▶ [Your goal]:
Please return the records starting at the line that contains "of the grass" and ending at the line that contains "Target: rusty metal roof", copied word for word with both of those lines included.

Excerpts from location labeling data
_ _ _

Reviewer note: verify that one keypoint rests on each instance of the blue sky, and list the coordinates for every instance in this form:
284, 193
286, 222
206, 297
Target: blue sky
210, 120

_ _ _

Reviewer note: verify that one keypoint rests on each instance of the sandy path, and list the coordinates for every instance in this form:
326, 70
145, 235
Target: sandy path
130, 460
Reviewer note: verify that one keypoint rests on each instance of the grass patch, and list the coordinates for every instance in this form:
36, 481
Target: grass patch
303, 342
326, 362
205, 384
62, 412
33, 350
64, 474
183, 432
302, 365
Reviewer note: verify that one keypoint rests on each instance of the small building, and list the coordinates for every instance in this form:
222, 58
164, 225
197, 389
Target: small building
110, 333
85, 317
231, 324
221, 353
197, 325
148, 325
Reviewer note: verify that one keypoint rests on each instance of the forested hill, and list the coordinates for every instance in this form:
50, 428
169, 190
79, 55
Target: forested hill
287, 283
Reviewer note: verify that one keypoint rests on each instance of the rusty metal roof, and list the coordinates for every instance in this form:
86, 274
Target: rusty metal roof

_ _ _

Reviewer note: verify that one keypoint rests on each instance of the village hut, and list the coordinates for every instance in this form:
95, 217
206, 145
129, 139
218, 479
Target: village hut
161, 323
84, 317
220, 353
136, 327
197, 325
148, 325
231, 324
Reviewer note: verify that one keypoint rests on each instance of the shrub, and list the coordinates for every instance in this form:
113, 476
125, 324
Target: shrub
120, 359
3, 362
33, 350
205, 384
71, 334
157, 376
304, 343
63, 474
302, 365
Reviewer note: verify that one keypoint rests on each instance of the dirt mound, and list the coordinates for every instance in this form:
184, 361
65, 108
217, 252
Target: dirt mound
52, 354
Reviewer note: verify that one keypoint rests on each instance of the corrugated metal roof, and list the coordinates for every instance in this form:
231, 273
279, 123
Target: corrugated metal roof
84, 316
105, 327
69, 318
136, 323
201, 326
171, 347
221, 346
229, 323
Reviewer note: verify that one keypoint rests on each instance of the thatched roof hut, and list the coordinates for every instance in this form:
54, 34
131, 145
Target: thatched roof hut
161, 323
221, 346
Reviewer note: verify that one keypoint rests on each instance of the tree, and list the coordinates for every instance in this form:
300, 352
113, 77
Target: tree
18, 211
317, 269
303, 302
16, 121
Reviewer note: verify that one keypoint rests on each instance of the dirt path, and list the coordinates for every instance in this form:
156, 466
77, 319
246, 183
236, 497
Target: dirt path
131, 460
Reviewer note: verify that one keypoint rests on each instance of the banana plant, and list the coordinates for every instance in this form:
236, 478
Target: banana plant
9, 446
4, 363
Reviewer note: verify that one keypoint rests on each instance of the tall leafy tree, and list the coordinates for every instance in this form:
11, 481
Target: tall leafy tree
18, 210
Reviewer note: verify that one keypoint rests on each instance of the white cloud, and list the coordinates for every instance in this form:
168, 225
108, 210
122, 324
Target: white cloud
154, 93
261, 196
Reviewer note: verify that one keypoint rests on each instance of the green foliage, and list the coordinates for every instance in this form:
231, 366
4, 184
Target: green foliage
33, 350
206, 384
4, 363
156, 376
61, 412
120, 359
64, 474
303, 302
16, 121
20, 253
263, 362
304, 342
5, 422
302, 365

_ _ _

▶ [Solution]:
Reviewer note: verify that one keypoint rests on each instance of the grass patch, and list the coordinates for every instance in this form:
36, 481
Target: grass patch
303, 342
326, 362
205, 384
62, 412
33, 350
64, 474
183, 432
302, 365
Reviewer note: verify that one keypoint rests on each instance of the small building, and list the coordinates for every instance in this form:
222, 58
164, 225
197, 389
Target: small building
110, 333
85, 317
231, 324
221, 353
197, 325
148, 325
Reviewer note: verify that one keypoint rests on each instance of the forested hill, and list the coordinates for every instance in this form:
50, 428
169, 190
79, 55
Target: forested hill
287, 283
Reviewer note: verify that one keypoint rests on each instance of the rusty metal roof, and list the coordinates for every instance in this form:
86, 274
Target: rusty metal roof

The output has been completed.